§ **ЗАДАНИЕ**:
Ответьте на вопросы по фрагменту текста, помечая ответы теми же буквами:
(a) Через сколько лет после Двадцатого съезда партии задается вопрос о готовности советского общества?
(b) Кем, кроме писателя, назван Лев Копелев?
(c) Сколько человек сидело за столом?

§ **ФРАГМЕНТ ТЕКСТА**:
========
Сотни подписантов оказались в неопределенном положении. Станем ли мы в глазах людей достойными подражания или превратимся в изгоев? Готово ли советское общество — через двенадцать лет после Двадцатого съезда партии — понять, чего мы пытаемся добиться? Что станет с теми, кто сделал свой выбор, пожертвовав карьерой? Смогут ли эти люди выжить, оказавшись вне коллектива? Как отнесется к ним общество? Отвернется или найдет способ их поддержать?
Мы не были экстремистами. Наши взгляды были типичны для интеллигентской среды. Новизна состояла в том, что мы открыто высказали то, что многие хотели, но не решались сказать. Мы ослушались и тем самым нарушили принятые нормы. Непослушание стоило нам тех преимуществ, которые дает принадлежность к коллективу. Теперь мы в полной мере должны были познать, как выживать в одиночку. Было неясно, готовы ли те, кто думал, как мы, поддержать нас и помочь выжить.
В те дни по Москве носились разные истории о подписантах. С молниеносной быстротой создавались и рушились репутации. Поскольку большинство подписантов прошли через проработку на партсобраниях или в трудовых коллективах, у каждой истории было много источников. Информация была разноречива, но поддавалась проверке.
Как-то Лариса попросила меня позвонить писателю Льву Копелеву, бывшему политзаключенному, ныне подписанту. Я его видела на дне рождения его дочери Лены, которая была замужем за Славой Грабарем, но там было очень много народу, и формально мы не познакомились.
— Лев Зиновьевич, Лариса попросила меня передать вам…
— Кто это говорит? — спросил Копелев.
— Вы меня не знаете.
— Так хотел бы узнать.
— Меня зовут Людмила Алексеева.
— О, Люда, конечно, я знаю, это у вас была история с издательством «Наука». Чем это закончилось? А как Коля Вильямс? Нашел работу?
Он все про нас знал.
Бывали и иные повороты в отношениях, даже с хорошо знакомыми людьми.
За столом — восемь человек, четыре супружеские пары. Все в некотором напряжении. Я подумала было, что это из-за того, что мы с Колей опоздали. Но и после двух тостов напряжение не рассеялось.
— Вы знаете, что мы теперь оба безработные? — спросила я.
В ответ — тишина.
Наконец один из них ответил — вопросом на вопрос:
— А чего вы ожидали, когда подписывали всякие письма?
В этой компании Коля был своим человеком уже более десяти лет. Я с ними всеми познакомилась через Колю, тоже не вчера. Было понятно, что до нашего прихода они говорили о нас, что-нибудь вроде: «Людка, конечно, хорошая баба, но сдвинутая. Зачем она полезла в политику? Колька женился на ней, и теперь у него проблемы».
— Мы ожидали, что вопрос о работе решается на основании профессиональной пригодности, а не идеологической надежности, — ответила я.
Коля промолчал.
— Вы что, забыли, где живете? Если тебе нравится быть такой героиней, нечего жаловаться направо и налево, что и тебя, и мужа твоего взяли и уволили.
На самом деле они хотели бы сказать: «Эгоистка ты чокнутая, загубила жизнь нашего друга».
— То, что мы делаем, не имеет отношения к политике, — попыталась я возразить.
— А твой самиздат?
========
§ **ИСХОДНЫЕ СТРОКИ**:
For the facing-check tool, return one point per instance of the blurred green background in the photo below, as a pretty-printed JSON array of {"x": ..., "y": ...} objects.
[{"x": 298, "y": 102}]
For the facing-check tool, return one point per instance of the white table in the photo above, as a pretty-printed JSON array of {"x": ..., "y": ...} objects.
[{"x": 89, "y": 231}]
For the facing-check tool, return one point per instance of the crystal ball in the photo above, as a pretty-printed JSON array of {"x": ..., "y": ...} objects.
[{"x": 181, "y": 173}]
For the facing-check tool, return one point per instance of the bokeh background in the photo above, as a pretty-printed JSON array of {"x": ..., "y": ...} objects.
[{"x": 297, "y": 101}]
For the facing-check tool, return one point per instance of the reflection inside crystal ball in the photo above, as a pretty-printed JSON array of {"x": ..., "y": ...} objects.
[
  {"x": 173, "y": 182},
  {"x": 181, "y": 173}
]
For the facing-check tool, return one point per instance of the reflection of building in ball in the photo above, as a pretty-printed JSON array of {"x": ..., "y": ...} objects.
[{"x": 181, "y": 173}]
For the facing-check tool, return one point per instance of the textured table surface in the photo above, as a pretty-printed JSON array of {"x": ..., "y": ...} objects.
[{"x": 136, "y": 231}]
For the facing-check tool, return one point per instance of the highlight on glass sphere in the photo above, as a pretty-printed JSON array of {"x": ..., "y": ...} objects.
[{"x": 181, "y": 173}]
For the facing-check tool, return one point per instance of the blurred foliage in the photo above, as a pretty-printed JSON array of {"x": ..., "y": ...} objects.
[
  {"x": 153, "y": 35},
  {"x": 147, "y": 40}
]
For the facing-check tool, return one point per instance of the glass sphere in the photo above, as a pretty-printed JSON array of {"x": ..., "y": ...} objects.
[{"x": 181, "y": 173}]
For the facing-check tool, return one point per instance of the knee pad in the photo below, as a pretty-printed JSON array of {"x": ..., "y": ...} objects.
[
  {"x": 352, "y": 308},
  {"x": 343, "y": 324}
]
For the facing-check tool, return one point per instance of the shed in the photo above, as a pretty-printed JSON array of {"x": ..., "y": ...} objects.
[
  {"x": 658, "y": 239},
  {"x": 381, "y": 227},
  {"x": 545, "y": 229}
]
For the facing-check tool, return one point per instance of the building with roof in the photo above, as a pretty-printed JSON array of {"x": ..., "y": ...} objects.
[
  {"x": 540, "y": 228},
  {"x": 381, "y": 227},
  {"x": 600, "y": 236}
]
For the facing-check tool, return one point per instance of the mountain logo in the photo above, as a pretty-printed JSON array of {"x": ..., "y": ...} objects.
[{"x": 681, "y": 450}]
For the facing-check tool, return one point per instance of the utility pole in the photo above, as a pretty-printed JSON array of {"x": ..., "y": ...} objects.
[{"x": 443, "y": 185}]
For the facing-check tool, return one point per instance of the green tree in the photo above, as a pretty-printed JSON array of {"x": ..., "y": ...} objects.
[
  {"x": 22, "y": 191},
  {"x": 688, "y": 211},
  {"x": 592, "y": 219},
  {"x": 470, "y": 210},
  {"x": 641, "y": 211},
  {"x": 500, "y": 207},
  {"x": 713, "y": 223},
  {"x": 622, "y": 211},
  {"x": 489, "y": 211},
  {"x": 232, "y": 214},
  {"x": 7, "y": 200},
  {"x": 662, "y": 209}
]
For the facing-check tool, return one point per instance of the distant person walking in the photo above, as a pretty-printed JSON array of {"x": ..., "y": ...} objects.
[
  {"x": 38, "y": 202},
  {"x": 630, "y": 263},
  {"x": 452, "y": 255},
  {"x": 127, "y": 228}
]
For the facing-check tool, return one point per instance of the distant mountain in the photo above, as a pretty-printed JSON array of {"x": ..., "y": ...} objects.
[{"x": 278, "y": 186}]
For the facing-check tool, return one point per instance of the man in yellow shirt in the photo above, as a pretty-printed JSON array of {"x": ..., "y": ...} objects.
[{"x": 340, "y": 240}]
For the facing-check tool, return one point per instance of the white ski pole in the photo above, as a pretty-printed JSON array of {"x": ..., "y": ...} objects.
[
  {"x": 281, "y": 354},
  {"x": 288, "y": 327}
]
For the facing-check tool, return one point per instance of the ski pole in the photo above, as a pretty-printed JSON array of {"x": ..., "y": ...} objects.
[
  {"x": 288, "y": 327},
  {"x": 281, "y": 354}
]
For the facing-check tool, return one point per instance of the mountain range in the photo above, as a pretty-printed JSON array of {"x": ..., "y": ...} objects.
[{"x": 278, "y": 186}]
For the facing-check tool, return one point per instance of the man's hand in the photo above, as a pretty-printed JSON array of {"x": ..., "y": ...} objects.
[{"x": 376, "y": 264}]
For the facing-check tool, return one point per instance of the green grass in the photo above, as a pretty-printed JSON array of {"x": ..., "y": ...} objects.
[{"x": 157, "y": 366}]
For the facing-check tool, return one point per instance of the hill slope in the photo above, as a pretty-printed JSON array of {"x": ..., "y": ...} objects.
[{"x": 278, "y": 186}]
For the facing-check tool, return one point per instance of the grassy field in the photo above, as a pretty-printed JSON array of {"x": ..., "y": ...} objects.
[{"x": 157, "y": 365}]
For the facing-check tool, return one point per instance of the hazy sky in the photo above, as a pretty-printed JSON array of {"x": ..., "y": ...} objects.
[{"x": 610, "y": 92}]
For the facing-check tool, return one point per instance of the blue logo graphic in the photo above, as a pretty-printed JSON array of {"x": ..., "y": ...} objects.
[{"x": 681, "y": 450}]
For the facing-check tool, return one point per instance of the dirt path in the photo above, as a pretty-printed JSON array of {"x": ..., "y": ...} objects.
========
§ **ОКОНЧАТЕЛЬНЫЙ ОТВЕТ**:
(a) Через двенадцать лет.
(b) Бывшим политзаключенным, ныне подписантом.
(c) Восемь человек, то есть четыре супружеские пары.